- _Exercise description_
Transcribe the entries below without alteration.

Records from a data collection:

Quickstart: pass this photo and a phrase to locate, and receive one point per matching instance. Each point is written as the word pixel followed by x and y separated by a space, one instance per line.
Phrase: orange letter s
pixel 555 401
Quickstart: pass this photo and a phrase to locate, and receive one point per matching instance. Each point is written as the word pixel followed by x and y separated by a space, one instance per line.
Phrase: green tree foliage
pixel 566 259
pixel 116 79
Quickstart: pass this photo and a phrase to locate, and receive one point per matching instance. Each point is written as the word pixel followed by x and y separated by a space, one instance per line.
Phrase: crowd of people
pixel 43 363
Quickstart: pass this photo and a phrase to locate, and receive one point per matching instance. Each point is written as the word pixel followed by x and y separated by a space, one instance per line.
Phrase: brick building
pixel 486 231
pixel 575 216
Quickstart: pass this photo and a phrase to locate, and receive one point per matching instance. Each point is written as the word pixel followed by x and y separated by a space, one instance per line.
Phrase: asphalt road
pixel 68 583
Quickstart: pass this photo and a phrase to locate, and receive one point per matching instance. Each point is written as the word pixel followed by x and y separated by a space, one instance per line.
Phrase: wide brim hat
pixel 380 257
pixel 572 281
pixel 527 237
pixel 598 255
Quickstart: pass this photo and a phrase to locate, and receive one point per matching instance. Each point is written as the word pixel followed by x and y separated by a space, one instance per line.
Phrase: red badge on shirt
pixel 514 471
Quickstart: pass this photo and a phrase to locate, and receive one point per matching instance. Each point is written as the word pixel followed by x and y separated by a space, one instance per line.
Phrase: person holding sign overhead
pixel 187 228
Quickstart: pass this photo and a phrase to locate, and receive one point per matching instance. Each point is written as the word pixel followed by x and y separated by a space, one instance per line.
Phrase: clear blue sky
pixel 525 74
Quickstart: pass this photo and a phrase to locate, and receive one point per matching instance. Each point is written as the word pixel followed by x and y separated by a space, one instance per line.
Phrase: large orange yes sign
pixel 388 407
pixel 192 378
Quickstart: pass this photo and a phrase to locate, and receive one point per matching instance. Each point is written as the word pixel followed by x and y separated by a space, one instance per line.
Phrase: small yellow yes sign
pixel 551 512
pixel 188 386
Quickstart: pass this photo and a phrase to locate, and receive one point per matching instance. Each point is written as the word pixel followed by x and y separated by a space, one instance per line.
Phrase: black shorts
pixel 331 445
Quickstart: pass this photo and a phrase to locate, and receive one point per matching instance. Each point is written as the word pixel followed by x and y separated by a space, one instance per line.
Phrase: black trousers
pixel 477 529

- _Answer to the problem_
Quickstart: pass this photo and a phrase to locate, and receive one point per matching instance. Each point is written as the word pixel followed by x and y separated by a space, one instance per line.
Phrase: orange letter s
pixel 555 401
Quickstart: pass this photo and a phrase to locate, and receive one point per matching instance. Each point is written as the word pixel followed by x and y separated by a space, one instance per line.
Phrase: green tree foliage
pixel 566 259
pixel 116 79
Quickstart: pass this photo and a phrase to locate, and receive one point per matching instance. Each point is written as the word pixel followed by x and y separated by a space, one instance per line.
Phrase: crowd of people
pixel 43 363
Quickstart: pass this photo and a phrase to locate, and receive one point per matching instance. Each point is written as the word pixel followed by x and y separated by a space, one instance per line.
Phrase: brick building
pixel 486 231
pixel 575 216
Quickstart: pass this photo and a phrase to locate, and receive one point per matching instance. Each point is written as the word pixel followed by x and y separated by a space, one instance per line.
Phrase: asphalt road
pixel 68 583
Quickstart: pass this photo and a phrase to locate, and receive one point per matching instance. Each point is written as the word pixel followed by x and y separated by a space, one instance per line.
Phrase: wide brim hat
pixel 380 257
pixel 572 281
pixel 527 237
pixel 598 255
Quickstart: pass this photo and a phrase to locate, and receive one point per matching instance. Each point is written as the word pixel followed by x and y separated by a space, one instance per line.
Phrase: red badge on shirt
pixel 514 471
Quickstart: pass this photo and a phrase to locate, and receive one point per matching instance. Each point is written as the word pixel followed by x and y separated by a space, one instance per line.
Phrase: person holding sign overhead
pixel 187 228
Quickstart: pass this photo and a phrase to locate, and receive one point per matching instance. Each point is written as the word pixel followed by x and y separated by a space, one instance per line.
Phrase: clear blue sky
pixel 525 74
Quickstart: pass this photo and a phrase to locate, and receive one point per matching instance. Each point is written as the word pixel followed by x and y separated by a space, one instance per line.
Phrase: large orange yes sign
pixel 388 407
pixel 192 378
Quickstart: pass this photo and a phrase to locate, and receive one point per matching instance. Each point is written as the word pixel followed by x and y separated by a space, one instance per line.
Phrase: small yellow yes sign
pixel 551 512
pixel 188 386
Quickstart: pass this photo and a phrase to locate, and receive one point per matching instance. Each point is written as the word pixel followed by x and y separated by a space, one instance per line.
Phrase: black shorts
pixel 331 445
Quickstart: pass this photo and a phrase to locate, and receive one point per matching instance. Each point is written as the word pixel followed by x and y separated by a space, one instance per line.
Phrase: black trousers
pixel 477 529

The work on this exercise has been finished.